- [Extracted entries]
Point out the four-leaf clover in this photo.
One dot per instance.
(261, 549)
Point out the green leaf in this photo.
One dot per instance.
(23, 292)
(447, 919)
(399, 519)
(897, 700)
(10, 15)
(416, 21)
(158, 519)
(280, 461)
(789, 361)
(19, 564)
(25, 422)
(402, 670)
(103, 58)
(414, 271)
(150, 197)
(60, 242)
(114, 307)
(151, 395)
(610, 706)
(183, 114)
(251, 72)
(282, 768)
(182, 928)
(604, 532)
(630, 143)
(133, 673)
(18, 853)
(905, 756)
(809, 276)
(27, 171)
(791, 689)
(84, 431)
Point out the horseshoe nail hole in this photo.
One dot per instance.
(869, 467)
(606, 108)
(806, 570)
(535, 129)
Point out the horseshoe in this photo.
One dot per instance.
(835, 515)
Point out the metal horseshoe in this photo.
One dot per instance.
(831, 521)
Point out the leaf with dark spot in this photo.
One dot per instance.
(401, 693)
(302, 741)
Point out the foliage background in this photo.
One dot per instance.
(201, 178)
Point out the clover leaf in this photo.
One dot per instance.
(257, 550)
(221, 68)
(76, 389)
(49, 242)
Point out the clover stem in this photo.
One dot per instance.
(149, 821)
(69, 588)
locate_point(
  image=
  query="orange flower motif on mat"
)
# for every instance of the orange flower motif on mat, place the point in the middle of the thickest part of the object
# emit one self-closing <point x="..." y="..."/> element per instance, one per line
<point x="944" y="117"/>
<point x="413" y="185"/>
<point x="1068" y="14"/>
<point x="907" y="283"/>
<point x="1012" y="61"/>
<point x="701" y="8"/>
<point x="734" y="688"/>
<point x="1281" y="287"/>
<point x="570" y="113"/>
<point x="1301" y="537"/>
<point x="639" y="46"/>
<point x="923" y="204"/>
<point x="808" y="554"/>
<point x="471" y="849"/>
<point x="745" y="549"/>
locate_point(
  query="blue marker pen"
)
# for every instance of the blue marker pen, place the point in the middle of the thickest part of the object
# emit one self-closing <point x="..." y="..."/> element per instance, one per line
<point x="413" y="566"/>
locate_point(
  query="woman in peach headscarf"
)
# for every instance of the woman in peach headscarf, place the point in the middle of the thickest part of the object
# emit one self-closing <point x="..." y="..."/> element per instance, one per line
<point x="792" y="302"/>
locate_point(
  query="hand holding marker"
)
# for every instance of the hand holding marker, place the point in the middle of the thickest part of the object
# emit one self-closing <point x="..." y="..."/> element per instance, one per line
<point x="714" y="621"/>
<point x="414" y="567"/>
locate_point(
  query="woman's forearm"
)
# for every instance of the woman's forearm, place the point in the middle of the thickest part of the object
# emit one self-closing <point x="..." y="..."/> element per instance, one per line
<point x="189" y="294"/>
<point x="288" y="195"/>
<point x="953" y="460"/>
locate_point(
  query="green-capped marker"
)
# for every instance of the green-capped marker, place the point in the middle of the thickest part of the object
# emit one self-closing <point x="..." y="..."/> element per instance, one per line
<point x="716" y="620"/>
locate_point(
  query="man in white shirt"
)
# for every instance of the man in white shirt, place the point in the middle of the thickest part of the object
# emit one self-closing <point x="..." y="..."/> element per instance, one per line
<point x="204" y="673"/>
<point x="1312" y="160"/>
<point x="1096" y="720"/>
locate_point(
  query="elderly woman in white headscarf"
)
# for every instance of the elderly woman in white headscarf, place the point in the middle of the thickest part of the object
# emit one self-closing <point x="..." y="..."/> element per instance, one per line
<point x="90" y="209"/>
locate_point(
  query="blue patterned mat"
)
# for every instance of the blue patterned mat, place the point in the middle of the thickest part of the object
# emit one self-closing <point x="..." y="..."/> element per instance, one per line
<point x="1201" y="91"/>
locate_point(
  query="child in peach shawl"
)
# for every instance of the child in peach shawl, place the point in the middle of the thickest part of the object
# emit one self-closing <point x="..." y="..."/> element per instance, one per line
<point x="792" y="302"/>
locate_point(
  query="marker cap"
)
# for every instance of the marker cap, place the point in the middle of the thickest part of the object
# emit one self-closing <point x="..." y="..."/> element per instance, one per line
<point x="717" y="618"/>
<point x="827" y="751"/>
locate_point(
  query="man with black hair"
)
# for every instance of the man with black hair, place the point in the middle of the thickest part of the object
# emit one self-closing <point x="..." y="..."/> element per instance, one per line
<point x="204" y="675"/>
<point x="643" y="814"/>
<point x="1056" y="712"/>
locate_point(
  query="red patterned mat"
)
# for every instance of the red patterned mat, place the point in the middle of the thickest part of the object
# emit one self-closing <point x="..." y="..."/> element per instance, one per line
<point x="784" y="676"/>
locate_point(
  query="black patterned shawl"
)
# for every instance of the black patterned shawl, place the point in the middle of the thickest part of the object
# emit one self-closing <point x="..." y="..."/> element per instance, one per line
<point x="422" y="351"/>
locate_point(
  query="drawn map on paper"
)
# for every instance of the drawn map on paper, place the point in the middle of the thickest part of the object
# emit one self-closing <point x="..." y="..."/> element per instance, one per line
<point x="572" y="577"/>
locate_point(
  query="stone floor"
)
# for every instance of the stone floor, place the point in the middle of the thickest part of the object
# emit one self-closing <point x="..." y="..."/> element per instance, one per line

- [What is needed] Note how many lines above hold "paper" and give that figure alone.

- [Result of this task] 2